--- START TEXT EXCERPT ---
Reluctant to talk about his health, Eric Lamaze is unrestrained about the changes to Olympic equestrian in 2020.
The most decorated show jumper in Canadian history with a complete set of Olympic medals, Lamaze is indignant about alterations to the format next year in Tokyo.
“It’s the worst thing that could have happened to our sport,” the 51 year old from Montreal declared Wednesday at Spruce Meadows.
“The Olympics are the biggest thing we have in our sport, any sport. Why screw it up for us?”
Under pressure from the International Olympic Committee to increase the number of countries participating in equestrian without adding more athletes to the Summer Games, the international governing body of equestrian instituted modifications for the 2020 Games:
- Show jumping teams in Tokyo will compete with three riders plus an alternate, instead of four plus a spare.
- Alternates can now replace a teammate during the competition, whereas a substitution could only be made before the first round previously.
- The throwing out of the lowest score among the four riders and the top three counting toward the final result has been eliminated.
Also, the individual event will now precede the team competition in Tokyo.
Lamaze says riders weren’t consulted before the changes. He says he feels team dynamics will be negatively affected and he believes the glamorous individual event should be the show jumping finale of the Games.
--- END TEXT EXCERPT ---
WRITTEN INSTRUCTION 1
In the Lamaze article, rewrite the stretch from "- Alternates can" through "of the Games." and swap "Tokyo" for "Paris".
WRITTEN INSTRUCTION 2
List every change to Olympic show jumping for 2020 that the Lamaze article describes.
The listing that comes next is taken from a separate source, unrelated to the Lamaze article.
--- START RECORDS ---
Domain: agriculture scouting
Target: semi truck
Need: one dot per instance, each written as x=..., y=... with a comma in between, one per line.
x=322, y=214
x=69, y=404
--- END RECORDS ---
EXPECTED OUTPUT 1
- Alternates can now replace a teammate during the competition, whereas a substitution could only be made before the first round previously.
- The throwing out of the lowest score among the four riders and the top three counting toward the final result has been eliminated.
Also, the individual event will now precede the team competition in Paris.
Lamaze says riders weren’t consulted before the changes. He says he feels team dynamics will be negatively affected and he believes the glamorous individual event should be the show jumping finale of the Games.

EXPECTED OUTPUT 2
- Show jumping teams will compete with three riders plus an alternate, instead of four plus a spare.
- Alternates can now replace a teammate during the competition, whereas substitutions were previously allowed only before the first round.
- The practice of throwing out the lowest of the four riders' scores and counting the top three toward the final result has been eliminated.
- The individual event will now precede the team competition.